- [Objective]: Locate every line in the listing below that contains the string "terracotta" and copy each of those lines.
* Begin Given entries *
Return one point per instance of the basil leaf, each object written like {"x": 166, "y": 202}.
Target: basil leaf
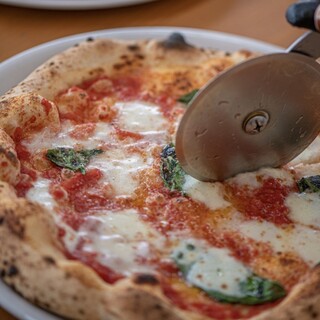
{"x": 207, "y": 264}
{"x": 171, "y": 172}
{"x": 311, "y": 184}
{"x": 71, "y": 159}
{"x": 255, "y": 290}
{"x": 188, "y": 97}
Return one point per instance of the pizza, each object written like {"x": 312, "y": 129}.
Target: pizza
{"x": 98, "y": 220}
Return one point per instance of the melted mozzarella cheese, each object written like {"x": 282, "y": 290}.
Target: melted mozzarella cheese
{"x": 212, "y": 268}
{"x": 304, "y": 208}
{"x": 119, "y": 239}
{"x": 298, "y": 239}
{"x": 140, "y": 117}
{"x": 211, "y": 194}
{"x": 120, "y": 168}
{"x": 40, "y": 193}
{"x": 47, "y": 139}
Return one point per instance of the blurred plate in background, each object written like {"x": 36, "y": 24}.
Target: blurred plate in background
{"x": 72, "y": 4}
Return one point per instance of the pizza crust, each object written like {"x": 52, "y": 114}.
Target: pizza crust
{"x": 31, "y": 256}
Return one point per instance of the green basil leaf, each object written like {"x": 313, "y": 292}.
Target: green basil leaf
{"x": 255, "y": 290}
{"x": 186, "y": 98}
{"x": 71, "y": 159}
{"x": 171, "y": 172}
{"x": 252, "y": 290}
{"x": 311, "y": 184}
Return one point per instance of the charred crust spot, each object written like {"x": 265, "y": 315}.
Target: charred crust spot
{"x": 146, "y": 279}
{"x": 12, "y": 271}
{"x": 46, "y": 305}
{"x": 133, "y": 47}
{"x": 49, "y": 260}
{"x": 175, "y": 41}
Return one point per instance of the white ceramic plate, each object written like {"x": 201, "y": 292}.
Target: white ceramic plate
{"x": 15, "y": 69}
{"x": 72, "y": 4}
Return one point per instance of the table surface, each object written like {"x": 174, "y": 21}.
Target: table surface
{"x": 23, "y": 28}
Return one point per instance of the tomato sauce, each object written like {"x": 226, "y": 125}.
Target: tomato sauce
{"x": 46, "y": 105}
{"x": 266, "y": 203}
{"x": 81, "y": 195}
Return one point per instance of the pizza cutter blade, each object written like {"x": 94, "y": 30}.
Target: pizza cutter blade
{"x": 261, "y": 113}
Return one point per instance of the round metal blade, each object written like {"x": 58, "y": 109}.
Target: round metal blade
{"x": 261, "y": 113}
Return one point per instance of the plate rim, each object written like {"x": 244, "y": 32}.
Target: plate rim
{"x": 122, "y": 33}
{"x": 9, "y": 299}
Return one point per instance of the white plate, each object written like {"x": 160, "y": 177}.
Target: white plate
{"x": 18, "y": 67}
{"x": 72, "y": 4}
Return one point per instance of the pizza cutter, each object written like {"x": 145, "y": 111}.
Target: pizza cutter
{"x": 261, "y": 113}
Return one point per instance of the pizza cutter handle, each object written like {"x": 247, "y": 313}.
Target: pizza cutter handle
{"x": 305, "y": 14}
{"x": 308, "y": 44}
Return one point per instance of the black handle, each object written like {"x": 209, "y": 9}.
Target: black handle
{"x": 304, "y": 14}
{"x": 308, "y": 45}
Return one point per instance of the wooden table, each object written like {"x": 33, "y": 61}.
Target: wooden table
{"x": 22, "y": 28}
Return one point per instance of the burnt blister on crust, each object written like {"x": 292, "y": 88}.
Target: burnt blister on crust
{"x": 145, "y": 278}
{"x": 176, "y": 41}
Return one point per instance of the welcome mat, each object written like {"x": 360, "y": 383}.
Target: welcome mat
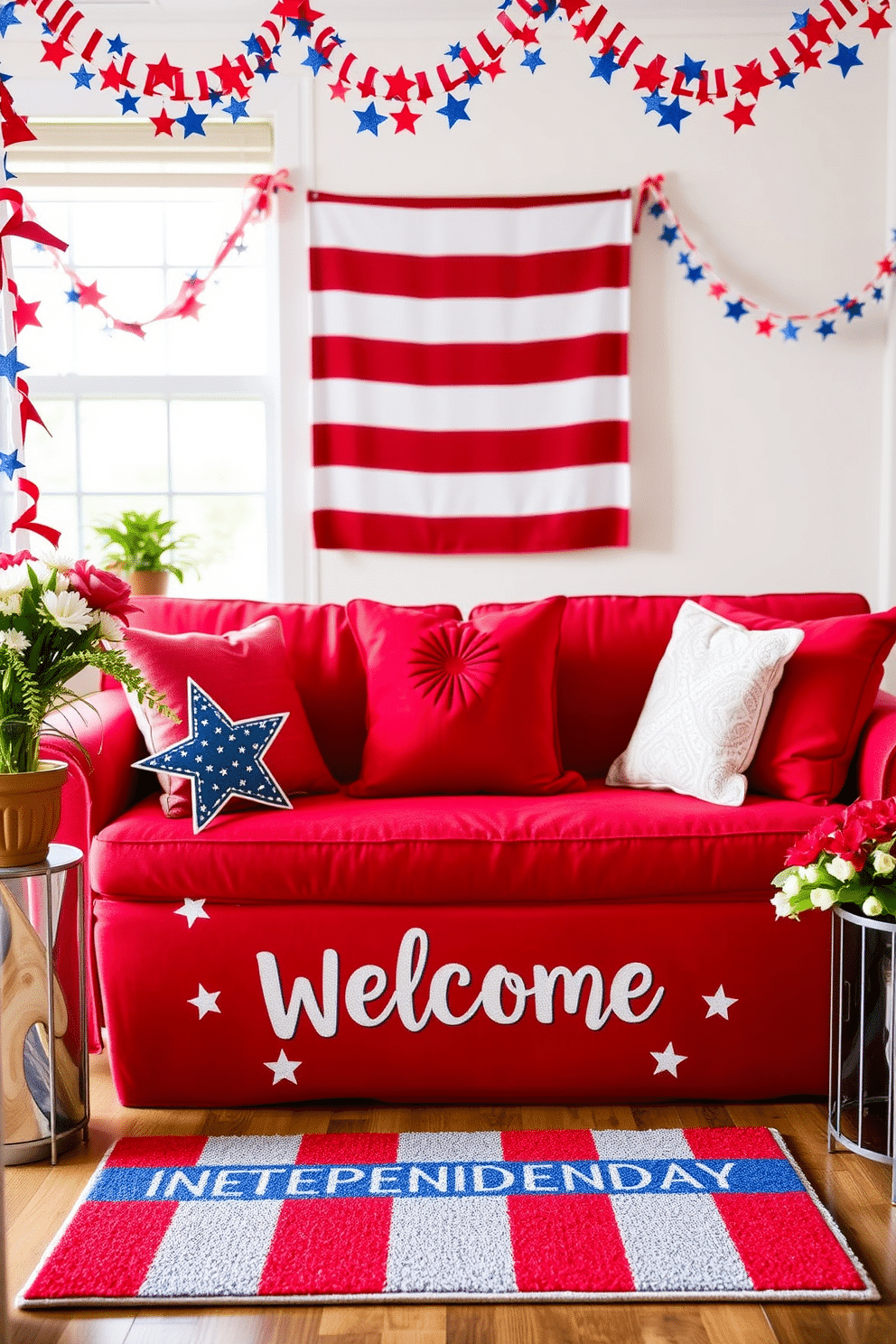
{"x": 594, "y": 1215}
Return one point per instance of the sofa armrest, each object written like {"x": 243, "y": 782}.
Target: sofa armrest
{"x": 876, "y": 756}
{"x": 98, "y": 788}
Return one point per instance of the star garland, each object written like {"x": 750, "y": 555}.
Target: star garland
{"x": 736, "y": 89}
{"x": 261, "y": 192}
{"x": 697, "y": 270}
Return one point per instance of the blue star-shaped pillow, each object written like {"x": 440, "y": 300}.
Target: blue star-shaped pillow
{"x": 222, "y": 758}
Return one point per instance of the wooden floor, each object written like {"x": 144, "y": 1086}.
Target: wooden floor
{"x": 856, "y": 1191}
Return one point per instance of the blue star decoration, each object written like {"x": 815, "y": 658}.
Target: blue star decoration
{"x": 10, "y": 462}
{"x": 222, "y": 757}
{"x": 10, "y": 366}
{"x": 673, "y": 115}
{"x": 605, "y": 66}
{"x": 314, "y": 60}
{"x": 845, "y": 58}
{"x": 454, "y": 109}
{"x": 82, "y": 77}
{"x": 369, "y": 118}
{"x": 8, "y": 16}
{"x": 691, "y": 69}
{"x": 192, "y": 123}
{"x": 237, "y": 109}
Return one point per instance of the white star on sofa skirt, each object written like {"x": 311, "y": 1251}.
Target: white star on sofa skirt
{"x": 206, "y": 1002}
{"x": 667, "y": 1060}
{"x": 222, "y": 758}
{"x": 284, "y": 1069}
{"x": 719, "y": 1003}
{"x": 192, "y": 910}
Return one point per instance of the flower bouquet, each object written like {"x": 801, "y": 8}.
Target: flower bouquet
{"x": 57, "y": 617}
{"x": 841, "y": 861}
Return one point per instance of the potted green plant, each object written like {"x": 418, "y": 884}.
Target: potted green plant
{"x": 141, "y": 546}
{"x": 57, "y": 617}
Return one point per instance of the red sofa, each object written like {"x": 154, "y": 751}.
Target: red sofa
{"x": 413, "y": 949}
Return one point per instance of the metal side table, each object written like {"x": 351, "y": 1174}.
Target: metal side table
{"x": 43, "y": 938}
{"x": 862, "y": 1110}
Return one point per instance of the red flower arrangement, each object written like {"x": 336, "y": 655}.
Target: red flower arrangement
{"x": 844, "y": 859}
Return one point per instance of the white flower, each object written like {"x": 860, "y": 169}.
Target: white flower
{"x": 14, "y": 580}
{"x": 69, "y": 611}
{"x": 882, "y": 862}
{"x": 841, "y": 868}
{"x": 112, "y": 628}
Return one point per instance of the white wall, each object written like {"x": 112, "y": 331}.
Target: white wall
{"x": 755, "y": 464}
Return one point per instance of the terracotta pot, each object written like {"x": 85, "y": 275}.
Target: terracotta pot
{"x": 148, "y": 583}
{"x": 30, "y": 813}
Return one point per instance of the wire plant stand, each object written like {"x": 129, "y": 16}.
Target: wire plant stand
{"x": 862, "y": 1112}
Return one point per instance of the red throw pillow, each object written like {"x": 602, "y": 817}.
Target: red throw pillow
{"x": 825, "y": 695}
{"x": 246, "y": 672}
{"x": 460, "y": 705}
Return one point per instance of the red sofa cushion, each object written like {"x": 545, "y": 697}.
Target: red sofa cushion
{"x": 610, "y": 648}
{"x": 457, "y": 851}
{"x": 460, "y": 705}
{"x": 322, "y": 658}
{"x": 247, "y": 675}
{"x": 822, "y": 703}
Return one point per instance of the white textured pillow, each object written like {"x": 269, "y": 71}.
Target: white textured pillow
{"x": 705, "y": 708}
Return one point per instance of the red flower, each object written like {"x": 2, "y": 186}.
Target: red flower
{"x": 102, "y": 590}
{"x": 7, "y": 561}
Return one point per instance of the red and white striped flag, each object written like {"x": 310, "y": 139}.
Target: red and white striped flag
{"x": 469, "y": 364}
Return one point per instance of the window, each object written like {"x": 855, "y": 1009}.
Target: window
{"x": 183, "y": 420}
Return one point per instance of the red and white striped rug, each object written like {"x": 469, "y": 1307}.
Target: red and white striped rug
{"x": 594, "y": 1215}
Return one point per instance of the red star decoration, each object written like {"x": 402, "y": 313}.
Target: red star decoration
{"x": 876, "y": 21}
{"x": 191, "y": 308}
{"x": 230, "y": 77}
{"x": 89, "y": 296}
{"x": 367, "y": 88}
{"x": 110, "y": 77}
{"x": 55, "y": 52}
{"x": 26, "y": 313}
{"x": 163, "y": 124}
{"x": 160, "y": 73}
{"x": 399, "y": 85}
{"x": 816, "y": 30}
{"x": 741, "y": 115}
{"x": 405, "y": 120}
{"x": 807, "y": 58}
{"x": 652, "y": 77}
{"x": 751, "y": 79}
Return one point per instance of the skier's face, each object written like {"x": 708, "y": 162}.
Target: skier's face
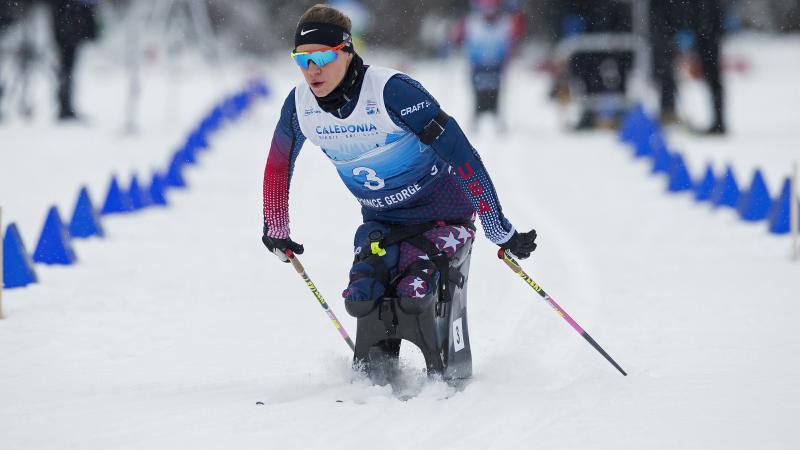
* End Given entries *
- [Reply]:
Return one point per instance of the terracotta pot, each object written like {"x": 85, "y": 275}.
Target: terracotta pot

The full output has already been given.